**Source text**

← Back to projects

Animal Classification with Regularized Models and Compact Ensembles

Created a mini-classifier to separate zoo animals into biological groups using features such as hair, feathers, milk, eggs, fins, legs, and aquatic behavior. Regularized models and compact ensemble methods were compared to build a simple, controlled classification pipeline.

About this project

The project uses the UCI Zoo Animal Classification dataset, where animals are classified into biological groups using simple descriptive features such as hair, feathers, eggs, milk, aquatic behavior, predator status, backbone, fins, legs, tail, and domestic status. Since the dataset is small, the project focused on simple regularized models and compact ensemble methods instead of overly complex models.

The workflow included basic data checking, train-validation-test splitting, preprocessing with imputation and scaling where needed, cross-validation model comparison, and hyperparameter tuning. Models tested included Regularized Logistic Regression, Regularized Linear SVM, Shallow Decision Tree, Bagging with shallow trees, Random Forest with shallow trees, and AdaBoost with decision stumps. The main goal was to reduce overfitting by using regularization, shallow trees, and controlled ensemble models.

After hyperparameter tuning, the best selected model was Regularized Logistic Regression with:

C = 0.1

The validation results were perfect:

Validation Accuracy: 1.00
Validation Macro F1: 1.00

This showed that the selected model generalized well during model selection. On the final test set, the model achieved:

Test Accuracy: 0.9375
Test Macro F1: 0.8367
Test Precision Macro: 0.8214
Test Recall Macro: 0.8571

The model correctly classified 15 out of 16 test samples, with only one misclassified instance. Overall, the results suggest strong performance with no clear signs of overfitting or underfitting. Accuracy was high, while macro F1 gave a more balanced view of class-level performance across the multi-class target.

**Assigned task 1**
Answer these from the zoo animal classification project page:
(a) Which dataset does the project use?
(b) What value of C did the best selected model have?
(c) How many test samples did the model classify correctly?
**Assigned task 2**
Quote the zoo animal classification project page from "The model correctly" to "the multi-class target.".

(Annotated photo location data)
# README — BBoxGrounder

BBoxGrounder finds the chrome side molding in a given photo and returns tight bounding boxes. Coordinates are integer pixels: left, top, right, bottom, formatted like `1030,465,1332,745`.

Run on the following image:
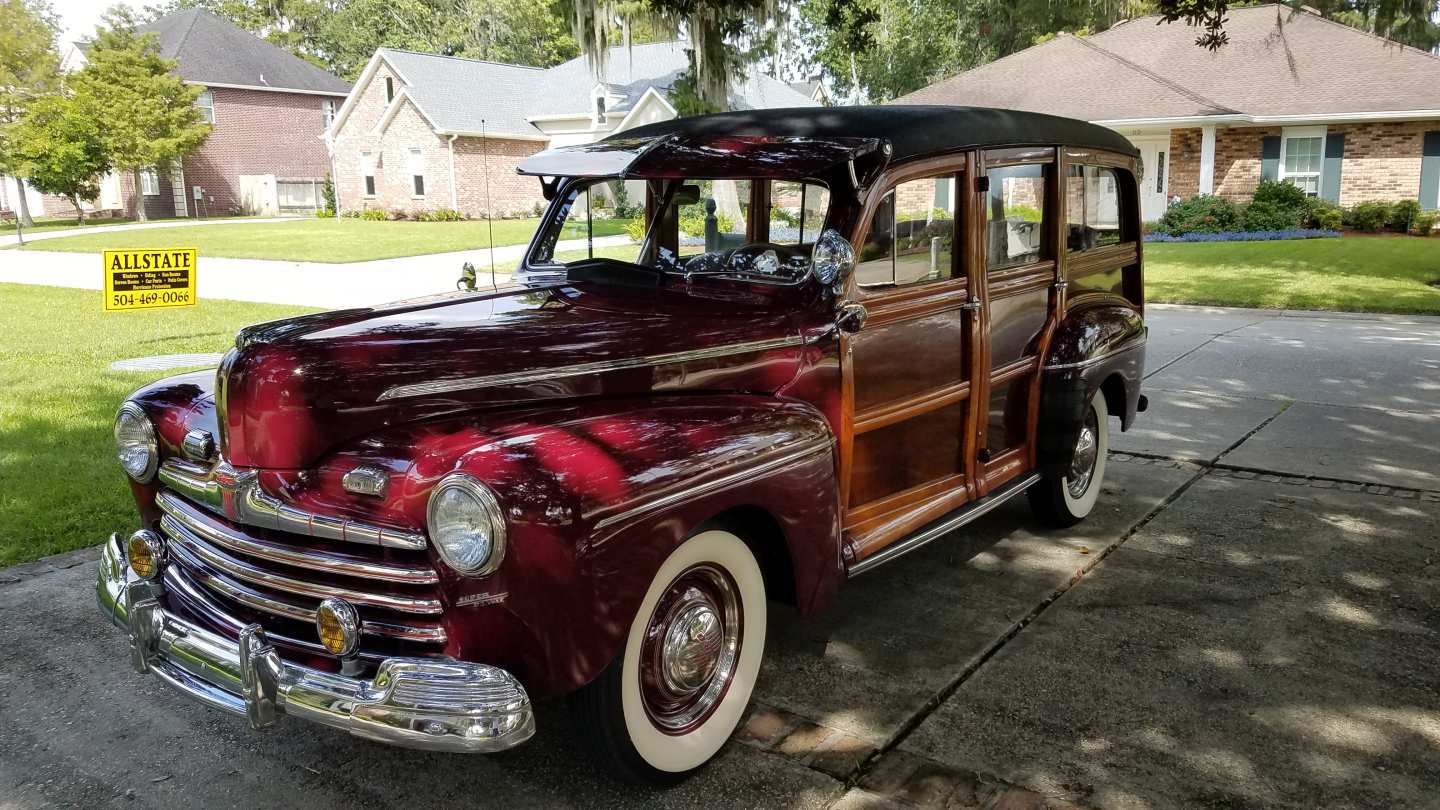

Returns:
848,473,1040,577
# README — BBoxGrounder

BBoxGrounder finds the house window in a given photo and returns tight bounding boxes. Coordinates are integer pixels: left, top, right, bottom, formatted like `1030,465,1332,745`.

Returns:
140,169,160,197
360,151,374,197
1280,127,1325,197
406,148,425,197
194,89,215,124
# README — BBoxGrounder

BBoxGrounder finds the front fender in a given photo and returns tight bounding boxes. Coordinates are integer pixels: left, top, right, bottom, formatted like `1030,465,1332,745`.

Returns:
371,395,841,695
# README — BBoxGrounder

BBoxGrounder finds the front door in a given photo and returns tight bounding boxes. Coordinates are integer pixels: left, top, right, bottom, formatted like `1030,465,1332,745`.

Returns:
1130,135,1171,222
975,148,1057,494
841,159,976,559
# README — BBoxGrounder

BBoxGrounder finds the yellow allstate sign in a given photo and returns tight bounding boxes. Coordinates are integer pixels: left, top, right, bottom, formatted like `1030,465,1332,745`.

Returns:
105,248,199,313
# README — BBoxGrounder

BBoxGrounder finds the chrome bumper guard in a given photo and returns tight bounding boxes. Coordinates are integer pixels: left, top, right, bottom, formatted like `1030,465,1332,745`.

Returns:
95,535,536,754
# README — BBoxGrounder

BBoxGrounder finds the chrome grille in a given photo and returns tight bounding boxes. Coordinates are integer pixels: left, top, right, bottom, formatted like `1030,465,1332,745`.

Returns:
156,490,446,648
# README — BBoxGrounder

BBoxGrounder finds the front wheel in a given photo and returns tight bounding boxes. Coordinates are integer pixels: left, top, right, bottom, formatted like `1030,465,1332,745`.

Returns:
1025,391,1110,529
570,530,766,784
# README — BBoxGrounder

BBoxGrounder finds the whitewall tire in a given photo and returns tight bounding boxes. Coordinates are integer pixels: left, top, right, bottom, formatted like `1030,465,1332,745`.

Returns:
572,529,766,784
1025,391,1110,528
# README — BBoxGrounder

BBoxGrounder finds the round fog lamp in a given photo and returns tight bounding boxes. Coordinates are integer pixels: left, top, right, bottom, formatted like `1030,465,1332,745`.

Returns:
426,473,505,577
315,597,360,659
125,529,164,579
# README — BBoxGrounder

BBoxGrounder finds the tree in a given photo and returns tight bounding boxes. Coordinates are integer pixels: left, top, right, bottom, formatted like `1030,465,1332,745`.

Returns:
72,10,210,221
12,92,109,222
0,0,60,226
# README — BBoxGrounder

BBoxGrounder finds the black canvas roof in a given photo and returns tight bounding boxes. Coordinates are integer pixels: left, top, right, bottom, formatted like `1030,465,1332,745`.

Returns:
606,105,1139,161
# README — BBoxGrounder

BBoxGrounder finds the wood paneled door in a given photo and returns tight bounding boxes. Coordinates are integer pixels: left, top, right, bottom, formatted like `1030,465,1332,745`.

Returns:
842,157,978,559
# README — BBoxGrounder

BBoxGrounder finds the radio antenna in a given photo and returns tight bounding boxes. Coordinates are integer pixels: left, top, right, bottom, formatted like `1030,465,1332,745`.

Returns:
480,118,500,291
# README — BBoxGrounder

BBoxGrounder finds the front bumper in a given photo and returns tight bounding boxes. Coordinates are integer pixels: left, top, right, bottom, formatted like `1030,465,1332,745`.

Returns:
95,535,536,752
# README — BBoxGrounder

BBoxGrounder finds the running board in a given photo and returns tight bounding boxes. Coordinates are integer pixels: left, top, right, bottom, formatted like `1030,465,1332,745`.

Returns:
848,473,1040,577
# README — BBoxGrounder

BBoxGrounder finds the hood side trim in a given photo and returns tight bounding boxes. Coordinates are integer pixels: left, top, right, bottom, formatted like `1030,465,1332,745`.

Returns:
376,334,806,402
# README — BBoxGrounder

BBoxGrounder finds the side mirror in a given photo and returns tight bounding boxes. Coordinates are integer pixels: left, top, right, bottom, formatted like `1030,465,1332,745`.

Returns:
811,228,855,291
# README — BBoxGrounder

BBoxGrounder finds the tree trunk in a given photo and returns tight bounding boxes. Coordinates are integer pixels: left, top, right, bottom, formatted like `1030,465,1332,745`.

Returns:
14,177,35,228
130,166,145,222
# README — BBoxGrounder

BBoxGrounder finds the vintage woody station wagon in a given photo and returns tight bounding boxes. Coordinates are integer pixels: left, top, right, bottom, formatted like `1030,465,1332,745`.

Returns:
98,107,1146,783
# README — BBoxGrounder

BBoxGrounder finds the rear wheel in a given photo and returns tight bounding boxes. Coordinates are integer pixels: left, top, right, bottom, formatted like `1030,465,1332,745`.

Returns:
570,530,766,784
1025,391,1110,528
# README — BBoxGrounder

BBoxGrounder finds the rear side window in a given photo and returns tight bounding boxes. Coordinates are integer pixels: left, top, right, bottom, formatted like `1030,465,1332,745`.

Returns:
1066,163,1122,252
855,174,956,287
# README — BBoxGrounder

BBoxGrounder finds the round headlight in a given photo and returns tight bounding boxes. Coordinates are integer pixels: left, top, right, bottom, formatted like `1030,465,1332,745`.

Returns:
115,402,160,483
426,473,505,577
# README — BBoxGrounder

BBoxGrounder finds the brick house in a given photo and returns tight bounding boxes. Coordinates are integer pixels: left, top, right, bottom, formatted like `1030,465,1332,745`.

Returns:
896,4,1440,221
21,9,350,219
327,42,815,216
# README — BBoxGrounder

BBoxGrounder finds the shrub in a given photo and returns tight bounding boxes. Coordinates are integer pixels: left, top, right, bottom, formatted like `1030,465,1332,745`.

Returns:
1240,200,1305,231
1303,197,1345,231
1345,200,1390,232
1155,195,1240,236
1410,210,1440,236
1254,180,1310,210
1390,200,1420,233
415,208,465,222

**Final answer 1**
(a) The UCI Zoo Animal Classification dataset.
(b) C = 0.1.
(c) 15 out of 16.

**Final answer 2**
The model correctly classified 15 out of 16 test samples, with only one misclassified instance. Overall, the results suggest strong performance with no clear signs of overfitting or underfitting. Accuracy was high, while macro F1 gave a more balanced view of class-level performance across the multi-class target.